**** EXERCISE INPUT
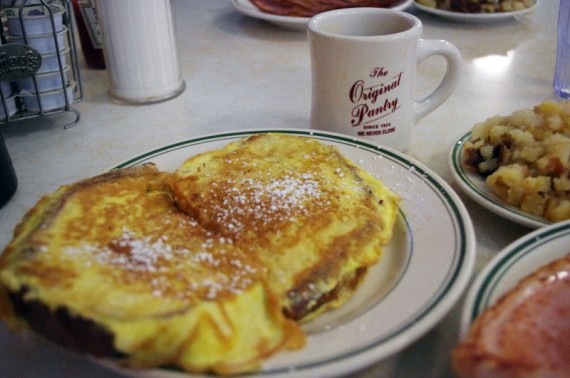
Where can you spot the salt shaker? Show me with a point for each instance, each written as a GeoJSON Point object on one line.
{"type": "Point", "coordinates": [139, 45]}
{"type": "Point", "coordinates": [562, 71]}
{"type": "Point", "coordinates": [8, 179]}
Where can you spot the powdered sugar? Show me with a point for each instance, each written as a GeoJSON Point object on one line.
{"type": "Point", "coordinates": [260, 201]}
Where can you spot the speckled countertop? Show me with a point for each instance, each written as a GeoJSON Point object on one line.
{"type": "Point", "coordinates": [244, 73]}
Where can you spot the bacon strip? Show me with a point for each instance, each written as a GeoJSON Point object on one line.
{"type": "Point", "coordinates": [308, 8]}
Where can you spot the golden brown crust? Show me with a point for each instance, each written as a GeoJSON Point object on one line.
{"type": "Point", "coordinates": [312, 217]}
{"type": "Point", "coordinates": [113, 257]}
{"type": "Point", "coordinates": [156, 282]}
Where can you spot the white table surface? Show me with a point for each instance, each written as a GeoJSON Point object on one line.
{"type": "Point", "coordinates": [242, 73]}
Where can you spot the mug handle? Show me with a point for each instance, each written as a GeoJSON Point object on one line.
{"type": "Point", "coordinates": [450, 80]}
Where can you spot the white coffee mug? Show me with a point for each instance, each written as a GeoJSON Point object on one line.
{"type": "Point", "coordinates": [363, 63]}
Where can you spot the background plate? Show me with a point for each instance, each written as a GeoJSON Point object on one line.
{"type": "Point", "coordinates": [513, 263]}
{"type": "Point", "coordinates": [288, 22]}
{"type": "Point", "coordinates": [423, 272]}
{"type": "Point", "coordinates": [476, 17]}
{"type": "Point", "coordinates": [475, 187]}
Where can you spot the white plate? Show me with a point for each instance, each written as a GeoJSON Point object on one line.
{"type": "Point", "coordinates": [423, 271]}
{"type": "Point", "coordinates": [475, 187]}
{"type": "Point", "coordinates": [288, 22]}
{"type": "Point", "coordinates": [516, 261]}
{"type": "Point", "coordinates": [476, 17]}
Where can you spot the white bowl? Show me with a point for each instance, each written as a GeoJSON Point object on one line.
{"type": "Point", "coordinates": [35, 20]}
{"type": "Point", "coordinates": [45, 43]}
{"type": "Point", "coordinates": [51, 100]}
{"type": "Point", "coordinates": [10, 105]}
{"type": "Point", "coordinates": [46, 81]}
{"type": "Point", "coordinates": [50, 62]}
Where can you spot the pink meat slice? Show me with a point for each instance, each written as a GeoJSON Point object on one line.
{"type": "Point", "coordinates": [526, 333]}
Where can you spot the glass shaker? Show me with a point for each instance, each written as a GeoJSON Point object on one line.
{"type": "Point", "coordinates": [8, 179]}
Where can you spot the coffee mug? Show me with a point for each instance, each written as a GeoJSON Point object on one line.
{"type": "Point", "coordinates": [363, 65]}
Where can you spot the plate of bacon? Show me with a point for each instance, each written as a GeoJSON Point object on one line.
{"type": "Point", "coordinates": [294, 14]}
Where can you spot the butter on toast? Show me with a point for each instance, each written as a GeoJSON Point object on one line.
{"type": "Point", "coordinates": [110, 266]}
{"type": "Point", "coordinates": [315, 220]}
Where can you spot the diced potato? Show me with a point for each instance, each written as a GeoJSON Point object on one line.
{"type": "Point", "coordinates": [532, 167]}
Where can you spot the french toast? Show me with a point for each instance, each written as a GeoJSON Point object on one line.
{"type": "Point", "coordinates": [314, 219]}
{"type": "Point", "coordinates": [110, 266]}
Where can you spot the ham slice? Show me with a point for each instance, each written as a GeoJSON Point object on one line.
{"type": "Point", "coordinates": [308, 8]}
{"type": "Point", "coordinates": [526, 333]}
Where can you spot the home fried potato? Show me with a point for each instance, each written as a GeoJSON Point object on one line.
********
Render every line of the entries above as a Markdown table with the columns "Row" and "Line", numbering the lines in order and skipping any blank ones. Leave the pictures out of the table.

EXPECTED ANSWER
| Row | Line |
|---|---|
| 1 | Where can you spot the salt shaker? Show me with a point for each instance, each written as a GeoJSON Point object on one line. |
| 2 | {"type": "Point", "coordinates": [139, 45]} |
| 3 | {"type": "Point", "coordinates": [562, 71]} |
| 4 | {"type": "Point", "coordinates": [8, 179]} |
| 5 | Where can you spot the powdered sugar? Show me with a point for each instance, each written as a GeoJSON Point object on one line. |
| 6 | {"type": "Point", "coordinates": [260, 201]} |
| 7 | Where can you spot the speckled countertop? Show me with a point for each instance, each written as a GeoJSON Point object on one line. |
| 8 | {"type": "Point", "coordinates": [244, 73]} |
| 9 | Where can you spot the bacon strip? Show me with a point for each instance, each written as a GeoJSON Point object on one line. |
| 10 | {"type": "Point", "coordinates": [308, 8]} |
| 11 | Where can you spot the golden brown crust? Show me with a point for each instance, each written as a GeoJSON Point object on one line. |
| 12 | {"type": "Point", "coordinates": [312, 217]} |
| 13 | {"type": "Point", "coordinates": [113, 257]} |
| 14 | {"type": "Point", "coordinates": [156, 282]} |
| 15 | Where can you spot the white table surface? Show me with a point for each instance, each written as a GeoJSON Point object on one line. |
| 16 | {"type": "Point", "coordinates": [242, 73]} |
| 17 | Where can you spot the mug handle? Show me with a point for each instance, each written as a GeoJSON Point object on one line. |
| 18 | {"type": "Point", "coordinates": [450, 80]} |
| 19 | Where can you spot the white coffee mug? Show me with a point for each instance, each written as a GeoJSON Point object on one line. |
| 20 | {"type": "Point", "coordinates": [363, 63]} |
| 21 | Where can you spot the background plate? Show me with a point for each instance, each written as a GeoJSON Point object on one line. |
| 22 | {"type": "Point", "coordinates": [513, 263]} |
| 23 | {"type": "Point", "coordinates": [288, 22]} |
| 24 | {"type": "Point", "coordinates": [423, 272]} |
| 25 | {"type": "Point", "coordinates": [476, 17]} |
| 26 | {"type": "Point", "coordinates": [475, 187]} |
| 27 | Where can you spot the white plate? Show me with a point for each instance, each written as a GeoJSON Point object on one line. |
| 28 | {"type": "Point", "coordinates": [423, 271]} |
| 29 | {"type": "Point", "coordinates": [475, 187]} |
| 30 | {"type": "Point", "coordinates": [288, 22]} |
| 31 | {"type": "Point", "coordinates": [516, 261]} |
| 32 | {"type": "Point", "coordinates": [476, 17]} |
| 33 | Where can you spot the white bowl? Show me with a point for each instance, each written as a GeoJSON Point object on one line. |
| 34 | {"type": "Point", "coordinates": [35, 20]} |
| 35 | {"type": "Point", "coordinates": [45, 43]} |
| 36 | {"type": "Point", "coordinates": [51, 100]} |
| 37 | {"type": "Point", "coordinates": [10, 105]} |
| 38 | {"type": "Point", "coordinates": [46, 81]} |
| 39 | {"type": "Point", "coordinates": [50, 62]} |
| 40 | Where can you spot the pink meat slice? Show me with a point for each instance, each written as a GeoJSON Point object on one line. |
| 41 | {"type": "Point", "coordinates": [526, 333]} |
| 42 | Where can you spot the glass shaker? Show me with a point for each instance, each written as a GeoJSON Point object on one line. |
| 43 | {"type": "Point", "coordinates": [8, 179]} |
| 44 | Where can you spot the coffee mug? Show me with a point for each instance, each written as a GeoJSON Point object on one line. |
| 45 | {"type": "Point", "coordinates": [363, 65]} |
| 46 | Where can you spot the plate of bacon? Show me with a point for each instance, each written as a GeoJSON Point object on one line. |
| 47 | {"type": "Point", "coordinates": [294, 14]} |
| 48 | Where can you spot the butter on toast? Show me with a point for each instance, each written as a GeoJSON Point object on one line. |
| 49 | {"type": "Point", "coordinates": [110, 266]} |
| 50 | {"type": "Point", "coordinates": [315, 220]} |
| 51 | Where can you spot the diced potato? Show me with a point for each instance, each written as a GeoJSON Point object on one line. |
| 52 | {"type": "Point", "coordinates": [532, 167]} |
| 53 | Where can you spot the french toast? Show me with a point for each instance, each written as a GeoJSON Point object on one line. |
| 54 | {"type": "Point", "coordinates": [314, 219]} |
| 55 | {"type": "Point", "coordinates": [110, 266]} |
| 56 | Where can you spot the ham slice? Show me with a point for each instance, each written as a GeoJSON Point object on one line. |
| 57 | {"type": "Point", "coordinates": [308, 8]} |
| 58 | {"type": "Point", "coordinates": [526, 333]} |
| 59 | Where can you spot the home fried potato? Show me with a point for each instance, each written as a GeoJSON Point object on one line. |